(TASK)
Repeat exactly every line that comes at or after the line containing "Objective — indicate every instance of the stone", through the end of the entries below.

(DATASET EXCERPTS)
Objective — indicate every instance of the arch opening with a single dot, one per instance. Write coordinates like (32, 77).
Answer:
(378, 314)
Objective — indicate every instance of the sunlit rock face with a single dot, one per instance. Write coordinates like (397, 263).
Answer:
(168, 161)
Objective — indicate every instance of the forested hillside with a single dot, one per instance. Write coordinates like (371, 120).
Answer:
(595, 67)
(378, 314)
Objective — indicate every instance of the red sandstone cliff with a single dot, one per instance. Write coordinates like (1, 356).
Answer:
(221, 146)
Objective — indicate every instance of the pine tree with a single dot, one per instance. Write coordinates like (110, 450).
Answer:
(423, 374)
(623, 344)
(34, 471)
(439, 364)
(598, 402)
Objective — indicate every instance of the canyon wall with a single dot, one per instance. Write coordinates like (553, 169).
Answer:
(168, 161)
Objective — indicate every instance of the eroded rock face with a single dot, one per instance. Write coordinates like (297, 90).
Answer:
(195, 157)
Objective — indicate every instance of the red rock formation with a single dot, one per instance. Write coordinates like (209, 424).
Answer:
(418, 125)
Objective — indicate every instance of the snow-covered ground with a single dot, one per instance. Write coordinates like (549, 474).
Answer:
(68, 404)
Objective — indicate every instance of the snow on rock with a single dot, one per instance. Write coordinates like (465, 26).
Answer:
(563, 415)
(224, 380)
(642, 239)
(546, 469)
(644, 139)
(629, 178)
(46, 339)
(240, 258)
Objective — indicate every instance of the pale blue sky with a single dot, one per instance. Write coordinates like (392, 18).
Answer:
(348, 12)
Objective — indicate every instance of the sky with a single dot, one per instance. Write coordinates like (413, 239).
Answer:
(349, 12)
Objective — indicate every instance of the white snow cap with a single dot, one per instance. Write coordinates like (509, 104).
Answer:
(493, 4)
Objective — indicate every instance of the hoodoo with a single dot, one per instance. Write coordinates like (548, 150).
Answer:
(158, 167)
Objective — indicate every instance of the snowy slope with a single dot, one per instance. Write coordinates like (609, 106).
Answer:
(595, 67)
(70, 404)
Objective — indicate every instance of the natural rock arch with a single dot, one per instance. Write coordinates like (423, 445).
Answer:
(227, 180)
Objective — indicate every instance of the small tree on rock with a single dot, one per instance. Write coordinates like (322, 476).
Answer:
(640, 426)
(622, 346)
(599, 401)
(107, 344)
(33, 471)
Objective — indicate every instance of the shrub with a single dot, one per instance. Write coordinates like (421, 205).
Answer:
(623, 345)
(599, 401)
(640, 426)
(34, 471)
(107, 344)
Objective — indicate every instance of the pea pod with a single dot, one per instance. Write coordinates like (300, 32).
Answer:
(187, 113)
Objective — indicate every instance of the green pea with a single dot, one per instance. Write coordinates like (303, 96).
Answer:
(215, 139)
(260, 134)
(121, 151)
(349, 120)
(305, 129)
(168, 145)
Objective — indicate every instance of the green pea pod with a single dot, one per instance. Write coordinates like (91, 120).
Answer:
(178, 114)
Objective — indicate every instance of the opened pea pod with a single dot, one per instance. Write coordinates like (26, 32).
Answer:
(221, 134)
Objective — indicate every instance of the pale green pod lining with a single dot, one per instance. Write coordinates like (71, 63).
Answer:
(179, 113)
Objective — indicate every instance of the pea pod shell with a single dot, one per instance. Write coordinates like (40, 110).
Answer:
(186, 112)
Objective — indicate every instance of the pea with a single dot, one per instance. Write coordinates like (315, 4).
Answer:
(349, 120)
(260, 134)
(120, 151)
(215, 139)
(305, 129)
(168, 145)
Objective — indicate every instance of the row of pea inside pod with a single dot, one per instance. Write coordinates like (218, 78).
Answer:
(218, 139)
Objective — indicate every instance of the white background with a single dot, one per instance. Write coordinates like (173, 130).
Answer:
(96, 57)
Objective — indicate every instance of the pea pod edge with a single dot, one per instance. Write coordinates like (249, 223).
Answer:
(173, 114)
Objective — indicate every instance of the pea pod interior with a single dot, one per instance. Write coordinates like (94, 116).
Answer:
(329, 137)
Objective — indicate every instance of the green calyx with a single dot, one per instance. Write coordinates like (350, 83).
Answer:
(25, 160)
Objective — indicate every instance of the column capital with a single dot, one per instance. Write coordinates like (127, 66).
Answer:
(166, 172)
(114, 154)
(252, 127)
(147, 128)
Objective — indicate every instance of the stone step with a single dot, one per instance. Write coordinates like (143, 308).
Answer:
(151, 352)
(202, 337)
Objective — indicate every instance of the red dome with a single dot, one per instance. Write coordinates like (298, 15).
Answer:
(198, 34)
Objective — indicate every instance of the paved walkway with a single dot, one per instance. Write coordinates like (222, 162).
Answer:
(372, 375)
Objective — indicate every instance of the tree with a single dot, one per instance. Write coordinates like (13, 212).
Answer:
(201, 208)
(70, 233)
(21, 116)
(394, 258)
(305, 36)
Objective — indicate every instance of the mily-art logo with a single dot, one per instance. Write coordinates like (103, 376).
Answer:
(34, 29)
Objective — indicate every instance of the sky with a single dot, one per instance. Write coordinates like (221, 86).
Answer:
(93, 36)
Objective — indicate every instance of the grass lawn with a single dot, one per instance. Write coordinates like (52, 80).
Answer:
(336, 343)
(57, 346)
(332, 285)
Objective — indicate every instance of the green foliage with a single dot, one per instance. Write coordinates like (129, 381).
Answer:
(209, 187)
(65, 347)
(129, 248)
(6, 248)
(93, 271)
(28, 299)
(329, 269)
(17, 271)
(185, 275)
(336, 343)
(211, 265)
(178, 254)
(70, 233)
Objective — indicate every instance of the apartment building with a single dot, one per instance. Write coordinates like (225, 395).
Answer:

(ANSWER BOX)
Objective — indicate every instance of the stone step with a single dot, one per instance. Write coordinates like (143, 308).
Answer:
(151, 352)
(202, 337)
Objective — indicate every instance of the red dome with a single dot, one per instance. Write coordinates like (298, 15).
Answer:
(198, 34)
Objective — indicate every instance of the paved walkway with a single dot, one per instance. Write coordinates like (222, 162).
Answer:
(372, 375)
Objective — indicate every instance of the tree with a single dot, one per instance. Write coordinates like (13, 212).
Answer:
(201, 208)
(70, 233)
(21, 116)
(394, 258)
(305, 36)
Objective — indicate every instance of the mily-art logo with a single dot, one per instance. Write coordinates like (103, 376).
Answer:
(34, 29)
Objective — indicate every instance of the sky with a single dot, one per instance. Write coordinates like (221, 86).
Answer:
(93, 36)
Objective — indicate every instance of the grass lawn with a single dot, one per instance. Write coordinates like (52, 80).
Answer:
(336, 343)
(57, 346)
(332, 285)
Objective — indicate every instance of the green foliage with a single dot, one per instance. Write coordinates like (129, 381).
Answer:
(209, 187)
(65, 347)
(129, 248)
(6, 248)
(93, 271)
(28, 299)
(329, 269)
(17, 271)
(185, 275)
(336, 343)
(211, 265)
(178, 254)
(70, 233)
Objective — indicate every instance of the apartment building with a single dot, one per instance. Write coordinates like (225, 395).
Answer:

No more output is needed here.